* Task description *
Pull out every line below from the one containing "job: return the mask of every instance of the pale blue" down to the one containing "[[[168,82],[170,152],[185,166],[239,161],[239,110],[235,81]]]", including both of those lines, and copy them verbatim.

* Region segmentation data *
◇ ◇ ◇ ◇ ◇ ◇ ◇

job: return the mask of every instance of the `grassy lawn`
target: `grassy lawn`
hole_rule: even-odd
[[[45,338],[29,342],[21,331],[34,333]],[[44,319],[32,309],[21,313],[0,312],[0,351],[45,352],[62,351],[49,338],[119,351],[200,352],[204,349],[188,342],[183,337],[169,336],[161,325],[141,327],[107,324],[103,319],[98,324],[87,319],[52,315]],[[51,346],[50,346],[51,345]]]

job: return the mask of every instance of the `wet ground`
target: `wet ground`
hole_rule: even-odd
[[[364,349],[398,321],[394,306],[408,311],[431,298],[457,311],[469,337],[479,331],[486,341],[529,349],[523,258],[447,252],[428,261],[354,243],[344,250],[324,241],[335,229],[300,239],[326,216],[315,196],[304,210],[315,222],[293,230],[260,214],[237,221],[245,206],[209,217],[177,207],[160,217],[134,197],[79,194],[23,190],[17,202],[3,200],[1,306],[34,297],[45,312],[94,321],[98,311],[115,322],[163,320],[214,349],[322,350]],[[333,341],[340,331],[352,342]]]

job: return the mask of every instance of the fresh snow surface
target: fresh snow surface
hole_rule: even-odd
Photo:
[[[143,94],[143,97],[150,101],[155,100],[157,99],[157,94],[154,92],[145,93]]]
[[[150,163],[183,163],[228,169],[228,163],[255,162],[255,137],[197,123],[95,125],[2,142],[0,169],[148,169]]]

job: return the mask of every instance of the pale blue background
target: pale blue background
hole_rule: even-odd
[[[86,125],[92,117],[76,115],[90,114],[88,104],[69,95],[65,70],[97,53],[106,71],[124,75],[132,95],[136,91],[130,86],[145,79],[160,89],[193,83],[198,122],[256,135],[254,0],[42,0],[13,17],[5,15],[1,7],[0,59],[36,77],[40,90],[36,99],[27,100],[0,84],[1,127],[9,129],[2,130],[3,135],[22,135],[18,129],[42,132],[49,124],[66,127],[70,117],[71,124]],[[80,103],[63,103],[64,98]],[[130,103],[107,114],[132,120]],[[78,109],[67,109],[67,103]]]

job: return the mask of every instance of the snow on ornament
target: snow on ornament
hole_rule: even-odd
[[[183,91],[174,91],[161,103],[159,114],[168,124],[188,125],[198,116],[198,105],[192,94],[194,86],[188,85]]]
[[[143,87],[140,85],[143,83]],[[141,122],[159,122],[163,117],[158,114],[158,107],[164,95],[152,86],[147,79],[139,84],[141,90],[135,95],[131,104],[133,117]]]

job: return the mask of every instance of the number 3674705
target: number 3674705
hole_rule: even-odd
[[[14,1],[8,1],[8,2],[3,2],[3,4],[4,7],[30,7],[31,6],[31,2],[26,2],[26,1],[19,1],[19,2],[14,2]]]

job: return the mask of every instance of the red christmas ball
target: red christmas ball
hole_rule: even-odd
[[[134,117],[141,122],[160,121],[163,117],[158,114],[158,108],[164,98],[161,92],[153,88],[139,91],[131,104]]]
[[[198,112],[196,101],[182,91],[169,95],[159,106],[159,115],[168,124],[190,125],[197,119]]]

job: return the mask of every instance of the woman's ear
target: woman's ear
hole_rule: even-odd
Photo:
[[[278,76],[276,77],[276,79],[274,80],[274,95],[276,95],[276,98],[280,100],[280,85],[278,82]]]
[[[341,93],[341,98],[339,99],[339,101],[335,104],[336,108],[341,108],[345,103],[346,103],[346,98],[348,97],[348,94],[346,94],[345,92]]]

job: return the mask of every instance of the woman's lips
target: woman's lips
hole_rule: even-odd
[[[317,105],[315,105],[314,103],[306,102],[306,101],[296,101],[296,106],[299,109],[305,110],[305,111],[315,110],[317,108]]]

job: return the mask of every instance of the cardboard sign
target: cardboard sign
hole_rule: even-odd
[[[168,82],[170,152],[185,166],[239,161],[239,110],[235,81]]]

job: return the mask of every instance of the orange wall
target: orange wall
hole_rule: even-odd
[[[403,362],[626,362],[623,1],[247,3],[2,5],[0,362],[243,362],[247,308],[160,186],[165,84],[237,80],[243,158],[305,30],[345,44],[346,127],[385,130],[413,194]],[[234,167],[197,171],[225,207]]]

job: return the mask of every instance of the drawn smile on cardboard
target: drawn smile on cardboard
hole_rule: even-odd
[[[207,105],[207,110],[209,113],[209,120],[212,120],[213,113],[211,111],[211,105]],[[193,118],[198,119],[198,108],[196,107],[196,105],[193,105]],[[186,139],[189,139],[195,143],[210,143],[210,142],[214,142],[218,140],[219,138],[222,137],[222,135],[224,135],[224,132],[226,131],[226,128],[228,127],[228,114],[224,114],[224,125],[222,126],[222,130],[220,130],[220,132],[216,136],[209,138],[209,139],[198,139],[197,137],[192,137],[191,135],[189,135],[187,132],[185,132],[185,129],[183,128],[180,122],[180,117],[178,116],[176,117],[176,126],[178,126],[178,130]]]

◇ ◇ ◇ ◇ ◇ ◇ ◇

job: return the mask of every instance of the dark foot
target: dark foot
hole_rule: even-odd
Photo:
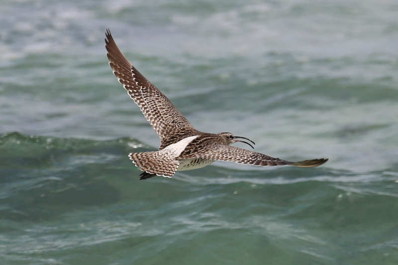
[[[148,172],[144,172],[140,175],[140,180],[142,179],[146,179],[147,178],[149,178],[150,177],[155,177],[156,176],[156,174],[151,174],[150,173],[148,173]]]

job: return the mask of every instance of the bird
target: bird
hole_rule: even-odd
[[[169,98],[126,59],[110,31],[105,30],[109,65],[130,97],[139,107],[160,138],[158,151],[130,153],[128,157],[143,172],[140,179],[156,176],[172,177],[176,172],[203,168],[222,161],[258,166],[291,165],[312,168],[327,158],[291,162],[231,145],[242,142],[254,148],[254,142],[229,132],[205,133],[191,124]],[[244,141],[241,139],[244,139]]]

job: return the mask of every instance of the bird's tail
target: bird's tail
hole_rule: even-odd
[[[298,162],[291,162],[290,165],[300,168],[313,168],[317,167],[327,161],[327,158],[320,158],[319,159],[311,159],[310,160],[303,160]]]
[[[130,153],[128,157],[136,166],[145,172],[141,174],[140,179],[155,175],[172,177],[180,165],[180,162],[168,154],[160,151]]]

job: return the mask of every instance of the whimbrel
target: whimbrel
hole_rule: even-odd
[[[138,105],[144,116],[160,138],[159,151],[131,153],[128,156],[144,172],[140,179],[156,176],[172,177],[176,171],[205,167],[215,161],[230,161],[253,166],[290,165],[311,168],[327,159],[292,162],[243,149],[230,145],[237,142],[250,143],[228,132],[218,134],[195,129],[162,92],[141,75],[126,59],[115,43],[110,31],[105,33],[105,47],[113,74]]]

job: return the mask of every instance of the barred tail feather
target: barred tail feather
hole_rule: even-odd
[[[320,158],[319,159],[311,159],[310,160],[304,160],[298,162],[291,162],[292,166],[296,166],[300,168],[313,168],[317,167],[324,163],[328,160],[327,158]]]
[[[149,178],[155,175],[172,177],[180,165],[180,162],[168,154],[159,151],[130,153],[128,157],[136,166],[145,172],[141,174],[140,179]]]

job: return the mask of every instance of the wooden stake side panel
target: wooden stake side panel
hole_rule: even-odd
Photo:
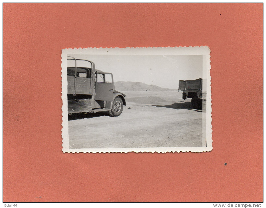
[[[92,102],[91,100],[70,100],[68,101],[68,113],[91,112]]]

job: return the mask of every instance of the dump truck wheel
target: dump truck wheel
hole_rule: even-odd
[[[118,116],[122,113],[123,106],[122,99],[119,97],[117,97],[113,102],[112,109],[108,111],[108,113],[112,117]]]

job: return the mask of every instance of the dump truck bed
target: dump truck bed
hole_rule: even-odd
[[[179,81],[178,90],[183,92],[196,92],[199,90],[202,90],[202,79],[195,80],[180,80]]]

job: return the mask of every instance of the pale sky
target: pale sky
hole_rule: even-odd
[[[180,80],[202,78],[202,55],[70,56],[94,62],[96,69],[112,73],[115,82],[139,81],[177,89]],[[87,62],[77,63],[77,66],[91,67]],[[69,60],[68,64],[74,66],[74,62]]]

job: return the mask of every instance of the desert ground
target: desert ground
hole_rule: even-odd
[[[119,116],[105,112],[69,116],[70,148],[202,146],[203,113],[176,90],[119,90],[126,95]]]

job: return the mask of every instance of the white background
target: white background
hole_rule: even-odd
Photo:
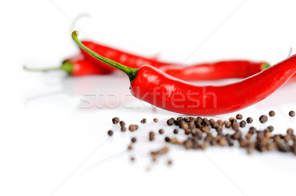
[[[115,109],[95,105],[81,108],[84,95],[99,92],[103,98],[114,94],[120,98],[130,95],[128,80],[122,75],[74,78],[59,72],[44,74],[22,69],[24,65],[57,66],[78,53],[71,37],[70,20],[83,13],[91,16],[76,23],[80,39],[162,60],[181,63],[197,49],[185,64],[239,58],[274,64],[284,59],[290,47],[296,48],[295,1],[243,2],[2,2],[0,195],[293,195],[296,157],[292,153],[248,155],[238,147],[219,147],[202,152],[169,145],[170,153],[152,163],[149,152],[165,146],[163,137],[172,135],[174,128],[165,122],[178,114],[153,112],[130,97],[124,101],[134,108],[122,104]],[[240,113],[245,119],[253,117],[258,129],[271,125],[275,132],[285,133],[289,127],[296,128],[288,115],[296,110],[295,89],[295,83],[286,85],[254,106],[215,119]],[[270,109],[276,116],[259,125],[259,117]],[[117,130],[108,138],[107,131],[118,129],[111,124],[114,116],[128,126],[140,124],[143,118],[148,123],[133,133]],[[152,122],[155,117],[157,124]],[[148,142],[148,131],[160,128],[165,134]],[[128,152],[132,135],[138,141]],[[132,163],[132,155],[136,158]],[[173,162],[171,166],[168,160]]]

◇ ◇ ◇ ◇ ◇ ◇ ◇

* Solution to this task *
job: return the mask of every instance of the pale blue background
target: pale blue background
hole_rule: even-odd
[[[86,125],[92,117],[76,115],[90,114],[88,104],[69,95],[65,70],[97,53],[106,71],[124,75],[132,95],[136,91],[130,86],[145,79],[160,89],[193,83],[198,122],[256,135],[254,0],[42,0],[13,17],[5,15],[1,7],[0,59],[36,77],[40,90],[36,99],[27,100],[0,84],[1,127],[9,129],[2,130],[3,135],[22,135],[18,129],[42,132],[49,124],[66,127],[70,117],[71,124]],[[80,103],[63,103],[64,98]],[[130,103],[107,114],[132,120]],[[78,109],[67,109],[67,103]]]

job: return the mask of every instance of the snow on ornament
target: snow on ornament
hole_rule: even-odd
[[[183,91],[174,91],[161,103],[159,114],[168,124],[188,125],[198,116],[198,105],[192,94],[194,86],[188,85]]]
[[[143,87],[140,85],[143,83]],[[141,122],[159,122],[163,117],[158,114],[158,107],[164,95],[152,86],[147,79],[139,84],[141,90],[135,95],[131,104],[133,117]]]

job: return the mask of every instance of the number 3674705
target: number 3674705
hole_rule: even-odd
[[[14,1],[8,1],[8,2],[3,2],[3,4],[4,7],[30,7],[31,6],[31,2],[26,2],[26,1],[19,1],[19,2],[14,2]]]

job: return the mask of every instance of the red christmas ball
target: red christmas ball
hole_rule: even-odd
[[[134,117],[141,122],[160,121],[163,117],[158,114],[158,108],[164,98],[161,92],[153,88],[139,91],[131,104]]]
[[[198,112],[196,101],[182,91],[169,95],[159,106],[159,115],[168,124],[190,125],[197,119]]]

job: return the mask of every instance of the woman's ear
target: woman's ear
hole_rule: even-odd
Photo:
[[[278,76],[276,77],[276,79],[274,80],[274,95],[276,95],[276,98],[280,100],[280,85],[278,82]]]
[[[341,93],[341,98],[339,99],[339,101],[335,104],[336,108],[341,108],[345,103],[346,103],[346,98],[348,97],[348,94],[346,94],[345,92]]]

job: return the mask of every instance of the woman's lips
target: woman's lips
hole_rule: even-odd
[[[317,105],[315,105],[314,103],[306,102],[306,101],[296,101],[296,106],[299,109],[305,110],[305,111],[315,110],[317,108]]]

job: return the mask of every instance of the cardboard sign
target: cardboard sign
hole_rule: even-odd
[[[168,82],[170,152],[185,166],[239,161],[239,110],[235,81]]]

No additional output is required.